(Labeling and segmentation records)

● ● ● ● ● ● ●

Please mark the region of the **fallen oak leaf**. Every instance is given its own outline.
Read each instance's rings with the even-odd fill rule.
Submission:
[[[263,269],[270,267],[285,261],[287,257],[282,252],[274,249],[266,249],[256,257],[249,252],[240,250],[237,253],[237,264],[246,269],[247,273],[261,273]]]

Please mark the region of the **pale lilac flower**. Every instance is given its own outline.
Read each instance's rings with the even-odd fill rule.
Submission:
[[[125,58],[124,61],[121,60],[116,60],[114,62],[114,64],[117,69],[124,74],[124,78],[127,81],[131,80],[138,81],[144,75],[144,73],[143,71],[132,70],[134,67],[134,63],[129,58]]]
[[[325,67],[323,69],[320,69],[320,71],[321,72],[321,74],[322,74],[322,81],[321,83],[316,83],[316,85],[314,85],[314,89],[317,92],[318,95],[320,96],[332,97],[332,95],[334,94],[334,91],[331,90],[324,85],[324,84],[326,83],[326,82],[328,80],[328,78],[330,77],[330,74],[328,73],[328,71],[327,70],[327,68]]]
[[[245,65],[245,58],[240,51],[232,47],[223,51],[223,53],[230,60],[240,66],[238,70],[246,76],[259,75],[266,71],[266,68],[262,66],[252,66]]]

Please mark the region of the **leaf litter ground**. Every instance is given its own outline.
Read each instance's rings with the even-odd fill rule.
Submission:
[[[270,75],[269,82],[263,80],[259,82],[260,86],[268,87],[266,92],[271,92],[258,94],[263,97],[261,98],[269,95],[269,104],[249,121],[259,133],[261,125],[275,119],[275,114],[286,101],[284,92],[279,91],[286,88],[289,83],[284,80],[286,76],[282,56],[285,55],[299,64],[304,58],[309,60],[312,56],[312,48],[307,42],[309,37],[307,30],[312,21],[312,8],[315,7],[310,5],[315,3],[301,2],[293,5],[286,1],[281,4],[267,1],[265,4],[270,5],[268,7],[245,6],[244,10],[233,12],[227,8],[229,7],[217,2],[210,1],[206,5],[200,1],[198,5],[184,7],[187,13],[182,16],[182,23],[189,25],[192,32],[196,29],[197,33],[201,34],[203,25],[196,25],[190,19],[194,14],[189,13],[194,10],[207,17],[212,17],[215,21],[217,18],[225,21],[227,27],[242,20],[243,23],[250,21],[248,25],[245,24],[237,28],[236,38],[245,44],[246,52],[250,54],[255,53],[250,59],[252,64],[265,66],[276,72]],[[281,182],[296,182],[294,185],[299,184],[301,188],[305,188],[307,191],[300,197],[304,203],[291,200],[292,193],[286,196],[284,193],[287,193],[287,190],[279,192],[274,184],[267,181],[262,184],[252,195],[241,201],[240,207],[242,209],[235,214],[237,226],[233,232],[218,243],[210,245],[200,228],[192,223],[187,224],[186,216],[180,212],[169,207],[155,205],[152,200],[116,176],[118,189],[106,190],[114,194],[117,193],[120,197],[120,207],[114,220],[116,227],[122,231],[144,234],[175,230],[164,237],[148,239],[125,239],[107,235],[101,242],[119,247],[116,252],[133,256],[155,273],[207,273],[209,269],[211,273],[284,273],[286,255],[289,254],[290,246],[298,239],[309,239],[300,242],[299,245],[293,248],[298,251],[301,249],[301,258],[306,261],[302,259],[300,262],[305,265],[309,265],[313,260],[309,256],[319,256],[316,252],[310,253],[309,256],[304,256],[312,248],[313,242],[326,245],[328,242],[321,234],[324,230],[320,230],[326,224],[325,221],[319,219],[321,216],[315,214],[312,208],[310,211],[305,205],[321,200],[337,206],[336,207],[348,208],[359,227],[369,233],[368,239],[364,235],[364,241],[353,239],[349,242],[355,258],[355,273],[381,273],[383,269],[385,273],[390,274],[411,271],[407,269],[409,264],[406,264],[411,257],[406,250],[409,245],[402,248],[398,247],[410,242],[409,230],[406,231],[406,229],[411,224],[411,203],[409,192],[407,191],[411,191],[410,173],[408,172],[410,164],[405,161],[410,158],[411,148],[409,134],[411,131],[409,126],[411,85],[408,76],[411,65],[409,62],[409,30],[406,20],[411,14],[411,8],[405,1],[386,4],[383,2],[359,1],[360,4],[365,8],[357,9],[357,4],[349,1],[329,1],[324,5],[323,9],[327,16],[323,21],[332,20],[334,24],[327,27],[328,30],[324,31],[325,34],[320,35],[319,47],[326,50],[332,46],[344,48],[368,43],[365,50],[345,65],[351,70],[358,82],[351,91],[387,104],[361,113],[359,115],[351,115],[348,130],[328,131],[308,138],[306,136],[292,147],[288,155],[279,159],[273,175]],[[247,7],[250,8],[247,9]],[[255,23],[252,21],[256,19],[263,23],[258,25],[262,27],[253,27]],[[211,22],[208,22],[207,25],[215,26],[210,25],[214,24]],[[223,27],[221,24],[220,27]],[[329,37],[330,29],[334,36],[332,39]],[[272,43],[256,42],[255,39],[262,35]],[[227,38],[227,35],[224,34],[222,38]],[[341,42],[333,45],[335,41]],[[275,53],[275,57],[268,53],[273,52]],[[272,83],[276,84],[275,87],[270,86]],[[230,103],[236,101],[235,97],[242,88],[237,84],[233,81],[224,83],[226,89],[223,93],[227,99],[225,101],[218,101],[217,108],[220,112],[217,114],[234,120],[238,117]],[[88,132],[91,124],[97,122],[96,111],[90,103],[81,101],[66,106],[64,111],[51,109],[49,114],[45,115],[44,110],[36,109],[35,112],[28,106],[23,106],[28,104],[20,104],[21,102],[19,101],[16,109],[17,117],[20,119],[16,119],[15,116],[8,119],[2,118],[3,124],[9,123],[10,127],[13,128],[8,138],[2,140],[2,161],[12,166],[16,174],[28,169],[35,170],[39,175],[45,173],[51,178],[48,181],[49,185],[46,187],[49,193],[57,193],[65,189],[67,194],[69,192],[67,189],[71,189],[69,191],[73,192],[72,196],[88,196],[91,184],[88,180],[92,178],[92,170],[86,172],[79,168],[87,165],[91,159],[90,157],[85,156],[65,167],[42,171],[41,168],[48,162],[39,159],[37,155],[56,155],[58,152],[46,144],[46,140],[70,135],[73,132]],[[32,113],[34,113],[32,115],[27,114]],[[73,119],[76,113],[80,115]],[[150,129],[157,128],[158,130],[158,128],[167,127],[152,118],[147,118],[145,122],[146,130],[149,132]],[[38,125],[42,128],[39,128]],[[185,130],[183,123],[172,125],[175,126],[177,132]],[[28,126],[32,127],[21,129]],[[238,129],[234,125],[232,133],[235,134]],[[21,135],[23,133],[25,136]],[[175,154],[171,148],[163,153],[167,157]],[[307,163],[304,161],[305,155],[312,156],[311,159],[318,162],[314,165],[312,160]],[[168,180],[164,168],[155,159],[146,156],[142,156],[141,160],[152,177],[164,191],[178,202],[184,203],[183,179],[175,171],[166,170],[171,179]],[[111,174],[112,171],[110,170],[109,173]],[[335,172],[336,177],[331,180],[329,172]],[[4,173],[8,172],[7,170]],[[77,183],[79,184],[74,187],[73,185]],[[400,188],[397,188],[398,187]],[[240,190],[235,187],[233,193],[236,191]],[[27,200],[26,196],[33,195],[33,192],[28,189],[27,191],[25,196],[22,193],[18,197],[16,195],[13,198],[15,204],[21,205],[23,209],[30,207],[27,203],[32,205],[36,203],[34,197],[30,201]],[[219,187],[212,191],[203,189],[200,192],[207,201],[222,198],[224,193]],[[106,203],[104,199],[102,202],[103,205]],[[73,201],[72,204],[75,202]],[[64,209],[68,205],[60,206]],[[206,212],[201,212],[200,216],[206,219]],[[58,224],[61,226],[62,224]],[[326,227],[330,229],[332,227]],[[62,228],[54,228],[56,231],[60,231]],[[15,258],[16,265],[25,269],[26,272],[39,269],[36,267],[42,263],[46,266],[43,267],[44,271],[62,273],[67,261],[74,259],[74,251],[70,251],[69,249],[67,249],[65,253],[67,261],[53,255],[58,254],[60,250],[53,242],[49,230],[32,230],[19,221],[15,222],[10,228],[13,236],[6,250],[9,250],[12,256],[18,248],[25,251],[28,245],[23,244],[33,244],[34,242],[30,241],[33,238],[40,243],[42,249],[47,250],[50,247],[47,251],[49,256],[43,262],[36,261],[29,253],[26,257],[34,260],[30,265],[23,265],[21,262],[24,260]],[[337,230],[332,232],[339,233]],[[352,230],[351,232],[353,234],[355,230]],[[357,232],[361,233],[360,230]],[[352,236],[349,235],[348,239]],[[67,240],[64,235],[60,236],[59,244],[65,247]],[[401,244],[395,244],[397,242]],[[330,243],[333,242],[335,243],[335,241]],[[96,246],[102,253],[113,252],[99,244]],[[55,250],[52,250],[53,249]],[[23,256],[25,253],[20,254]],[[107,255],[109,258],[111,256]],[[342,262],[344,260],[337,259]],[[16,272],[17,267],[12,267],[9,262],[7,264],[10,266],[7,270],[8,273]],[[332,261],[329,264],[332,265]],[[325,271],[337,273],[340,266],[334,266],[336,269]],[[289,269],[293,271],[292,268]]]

● ● ● ● ● ● ●

> _WORK INSTRUCTIONS_
Pick out every line of the listing above that contains the word "Please", and copy each one. Match upper and lower case exactly.

> _TASK OUTPUT_
Please mark the region of the **fallen oak leaf**. Every instance is given its own outline.
Please mark the region of the **pale lilac flower**. Every instance is given its own outline.
Please mark the region of the **leaf litter ground**. Every instance is given its own outline.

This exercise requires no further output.